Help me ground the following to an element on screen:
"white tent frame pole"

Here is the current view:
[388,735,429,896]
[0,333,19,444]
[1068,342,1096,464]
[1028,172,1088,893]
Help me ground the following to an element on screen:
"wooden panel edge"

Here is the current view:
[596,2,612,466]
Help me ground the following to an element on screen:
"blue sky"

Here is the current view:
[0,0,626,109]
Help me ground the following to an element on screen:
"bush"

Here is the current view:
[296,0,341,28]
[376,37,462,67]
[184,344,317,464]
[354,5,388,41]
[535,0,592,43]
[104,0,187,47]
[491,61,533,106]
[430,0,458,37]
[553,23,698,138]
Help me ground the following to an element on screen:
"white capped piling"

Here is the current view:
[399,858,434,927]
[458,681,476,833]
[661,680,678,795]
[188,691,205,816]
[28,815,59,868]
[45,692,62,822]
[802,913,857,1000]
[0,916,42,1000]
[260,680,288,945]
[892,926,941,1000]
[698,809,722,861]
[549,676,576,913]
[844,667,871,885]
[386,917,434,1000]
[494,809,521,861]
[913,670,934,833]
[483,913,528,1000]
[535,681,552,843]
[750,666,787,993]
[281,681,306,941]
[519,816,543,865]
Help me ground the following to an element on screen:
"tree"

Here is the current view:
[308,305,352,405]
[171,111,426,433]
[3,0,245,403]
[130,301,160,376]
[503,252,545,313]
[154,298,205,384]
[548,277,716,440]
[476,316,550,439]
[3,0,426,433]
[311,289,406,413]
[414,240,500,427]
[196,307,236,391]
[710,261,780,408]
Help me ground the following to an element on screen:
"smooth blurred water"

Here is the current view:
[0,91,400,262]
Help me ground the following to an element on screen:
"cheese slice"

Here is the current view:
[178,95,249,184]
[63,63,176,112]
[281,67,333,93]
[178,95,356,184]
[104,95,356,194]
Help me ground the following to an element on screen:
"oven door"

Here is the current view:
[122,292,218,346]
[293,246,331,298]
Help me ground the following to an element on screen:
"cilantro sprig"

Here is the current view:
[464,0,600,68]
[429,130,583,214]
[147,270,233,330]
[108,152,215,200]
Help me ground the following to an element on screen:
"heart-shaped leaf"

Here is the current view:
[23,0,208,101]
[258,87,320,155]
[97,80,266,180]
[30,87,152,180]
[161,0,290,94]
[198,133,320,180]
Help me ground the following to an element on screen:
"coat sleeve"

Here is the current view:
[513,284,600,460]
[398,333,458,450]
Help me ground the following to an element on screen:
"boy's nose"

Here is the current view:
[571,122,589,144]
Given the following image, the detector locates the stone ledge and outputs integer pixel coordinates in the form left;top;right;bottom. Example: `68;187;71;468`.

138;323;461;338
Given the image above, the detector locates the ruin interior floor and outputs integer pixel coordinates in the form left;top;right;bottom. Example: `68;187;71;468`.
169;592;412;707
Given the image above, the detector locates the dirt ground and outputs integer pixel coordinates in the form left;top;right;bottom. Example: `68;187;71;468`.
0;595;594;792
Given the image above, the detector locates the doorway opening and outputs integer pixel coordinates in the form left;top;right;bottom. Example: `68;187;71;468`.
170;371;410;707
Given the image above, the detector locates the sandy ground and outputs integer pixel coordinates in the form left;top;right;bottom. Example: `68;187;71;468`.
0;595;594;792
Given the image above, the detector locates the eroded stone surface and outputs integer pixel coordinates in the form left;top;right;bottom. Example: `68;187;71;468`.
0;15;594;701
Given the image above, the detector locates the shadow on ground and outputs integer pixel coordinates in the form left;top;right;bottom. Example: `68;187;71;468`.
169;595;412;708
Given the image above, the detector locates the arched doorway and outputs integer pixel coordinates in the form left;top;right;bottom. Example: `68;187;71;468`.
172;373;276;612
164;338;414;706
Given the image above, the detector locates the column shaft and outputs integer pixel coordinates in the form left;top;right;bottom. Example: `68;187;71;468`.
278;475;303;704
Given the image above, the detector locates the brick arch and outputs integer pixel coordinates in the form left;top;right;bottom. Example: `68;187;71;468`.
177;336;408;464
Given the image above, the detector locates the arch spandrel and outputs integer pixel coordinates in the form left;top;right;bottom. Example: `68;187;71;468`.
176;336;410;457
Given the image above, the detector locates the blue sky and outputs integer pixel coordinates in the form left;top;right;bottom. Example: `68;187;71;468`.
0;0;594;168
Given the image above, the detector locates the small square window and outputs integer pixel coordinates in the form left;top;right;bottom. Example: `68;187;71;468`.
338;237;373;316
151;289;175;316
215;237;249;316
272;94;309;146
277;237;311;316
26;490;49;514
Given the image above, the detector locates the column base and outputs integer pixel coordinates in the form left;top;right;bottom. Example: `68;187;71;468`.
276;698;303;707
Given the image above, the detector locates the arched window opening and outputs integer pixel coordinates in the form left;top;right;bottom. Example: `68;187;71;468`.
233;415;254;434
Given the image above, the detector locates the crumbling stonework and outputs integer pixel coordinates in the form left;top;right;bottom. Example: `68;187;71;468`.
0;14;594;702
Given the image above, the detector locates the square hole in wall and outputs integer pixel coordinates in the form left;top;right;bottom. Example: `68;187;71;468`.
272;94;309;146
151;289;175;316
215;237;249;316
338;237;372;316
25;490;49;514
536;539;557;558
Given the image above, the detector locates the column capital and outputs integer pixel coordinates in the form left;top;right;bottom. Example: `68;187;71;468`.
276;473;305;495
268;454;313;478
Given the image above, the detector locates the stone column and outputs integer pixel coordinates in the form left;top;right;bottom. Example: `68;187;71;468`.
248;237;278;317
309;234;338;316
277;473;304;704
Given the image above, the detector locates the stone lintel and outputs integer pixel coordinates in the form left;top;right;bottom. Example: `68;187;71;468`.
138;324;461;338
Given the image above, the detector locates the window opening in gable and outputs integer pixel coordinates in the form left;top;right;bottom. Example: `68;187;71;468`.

* * * * * * *

▶ [TASK STATEMENT] Rewrite every one of the rows above, swapping "current view" for "present view" wherever it appears and keeping everything else identical.

▶ [PROBLEM SOLUTION]
Help me ground the following to an element on screen:
"white tent frame pole"

Here is the present view:
[388,735,429,896]
[0,333,19,444]
[1068,342,1096,464]
[1028,172,1088,893]
Help me ground the following to an element on screen:
"wooden panel edge"

Here is the present view:
[596,2,612,466]
Help me ground the following to an element on screen:
"blue sky"

Here is the present view:
[0,0,626,109]
Help me ground the following to an element on screen:
"bush"

Here is the present view:
[296,0,341,28]
[376,37,462,67]
[184,344,317,464]
[354,5,388,41]
[535,0,592,43]
[104,0,187,47]
[491,61,533,106]
[430,0,458,37]
[553,23,698,138]
Help me ground the following to an element on screen:
"white capped piling"

Here is the present view:
[399,858,434,927]
[458,681,476,833]
[661,680,678,795]
[188,691,205,816]
[28,815,59,868]
[45,692,62,822]
[802,913,857,1000]
[0,916,42,1000]
[260,680,288,945]
[892,926,941,1000]
[698,809,722,861]
[549,676,576,913]
[844,667,871,885]
[386,917,434,1000]
[494,809,521,861]
[913,670,934,833]
[483,913,528,1000]
[535,681,552,843]
[750,666,787,993]
[281,681,306,941]
[519,816,543,865]
Help me ground the following to an element on screen:
"tree"

Here is the present view:
[308,305,352,405]
[171,111,426,433]
[3,0,245,403]
[130,301,160,376]
[503,252,545,313]
[154,298,205,384]
[548,277,716,440]
[476,316,550,439]
[3,0,426,433]
[311,289,406,413]
[414,240,500,427]
[196,307,236,391]
[710,261,780,408]
Help me ground the following to an element on screen:
"smooth blurred water"

Here is the present view:
[0,91,400,262]
Help me ground the following to an element on screen:
"cheese slice"

Here is the present view:
[178,95,249,184]
[63,63,176,112]
[281,67,333,93]
[178,95,356,184]
[104,95,356,194]
Help me ground the following to an element on screen:
"oven door"

Here is the present view:
[122,292,218,346]
[293,246,331,298]
Help me ground the following to an element on screen:
"cilantro sprig"

Here is the present view:
[464,0,600,68]
[429,130,583,214]
[147,270,233,330]
[108,152,215,200]
Help me ground the following to an element on screen:
"heart-shaped leaf"

Here is the present view:
[23,0,208,101]
[258,87,320,155]
[97,80,266,180]
[30,87,152,180]
[161,0,290,94]
[198,133,320,180]
Help me ground the following to an element on screen:
"coat sleeve"

Here is the present view:
[513,284,600,460]
[398,333,458,450]
Help me ground the following to an element on screen:
"boy's nose"

Here is the present view:
[571,122,589,144]
Given the following image, the detector locates the stone ledge and outputs integer pixel coordinates in the form left;top;right;bottom. Example: `68;187;71;468`.

138;323;461;338
Given the image above, the detector locates the ruin interior floor and outputs integer pixel coordinates in the form left;top;right;bottom. Example: `68;187;71;468`.
169;592;412;707
Given the image above, the detector locates the dirt ground and outputs integer pixel coordinates in the form left;top;right;bottom. Example: `68;187;71;468`.
0;595;594;792
Given the image above, the detector locates the doorway opening and outputs integer pixel coordinates in the form left;top;right;bottom. Example: `68;187;71;468`.
170;371;410;707
Given the image above, the detector locates the sandy ground and outputs integer pixel coordinates in the form left;top;right;bottom. Example: `68;187;71;468`.
0;595;594;792
Given the image above, the detector locates the eroded stone surface and outputs integer pixel coordinates in the form left;top;right;bottom. Example: `68;187;71;468`.
0;15;594;701
Given the image above, the detector locates the shadow on ground and outputs integer pixel coordinates in the form left;top;right;bottom. Example: `68;187;71;468`.
169;595;412;708
Given the image above, the detector locates the arched doorway and outputs integer pixel coordinates in the form left;top;right;bottom. Example: `68;187;71;468`.
172;373;276;612
164;338;414;706
Given the image above, the detector locates the column shaft and outputs integer pixel coordinates in the form left;top;right;bottom. Example: `68;187;71;468`.
278;475;303;704
Given the image above, the detector locates the brick arch and outputs integer pixel coordinates in the form left;top;right;bottom. Example: `68;187;71;468`.
177;336;408;464
Given the image above, the detector locates the arch spandrel and outputs integer pixel coordinates in the form left;top;right;bottom. Example: `68;187;71;468`.
176;336;410;457
Given the image above, the detector locates the blue sky and outputs integer pixel coordinates in the form left;top;right;bottom. Example: `68;187;71;468`.
0;0;594;168
Given the image above, the detector locates the small square window and outputs integer pixel coordinates in the form left;top;right;bottom. Example: `68;187;71;468`.
338;237;373;316
151;289;175;316
215;237;249;316
272;94;309;146
277;237;311;316
26;490;49;514
Given the image above, the detector locates the column base and outputs integer pixel coordinates in the form left;top;right;bottom. Example: `68;187;71;468`.
276;698;303;707
Given the image above, the detector locates the arched window opening and outputs integer pixel coordinates in the form left;top;right;bottom. Example: `68;187;71;468`.
233;415;254;434
Given the image above, the detector locates the crumbling stonework and outputs integer pixel coordinates in the form left;top;right;bottom. Example: `68;187;71;468`.
0;14;594;702
Given the image above, the detector locates the square hole in wall and outputs integer pixel coordinates in the form left;top;right;bottom. Example: `68;187;71;468`.
272;94;309;146
151;289;175;316
215;237;249;316
338;237;372;316
25;490;49;514
536;539;557;558
Given the image above, the detector locates the column capital and outputs integer pixel coordinates in the form left;top;right;bottom. Example: `68;187;71;468`.
276;473;305;495
268;454;313;478
Given the image above, the detector locates the stone column and outputs integer pixel coordinates in the form left;top;right;bottom. Example: `68;187;71;468`.
248;237;278;317
309;234;338;316
277;473;304;704
Given the image above, the detector locates the stone lintel and outputs integer pixel coordinates in the form left;top;right;bottom. Example: `68;187;71;468`.
138;324;461;338
Given the image above, the detector locates the window opening in gable and outputs integer pixel coordinates in the form left;top;right;bottom. Example: `68;187;71;468`.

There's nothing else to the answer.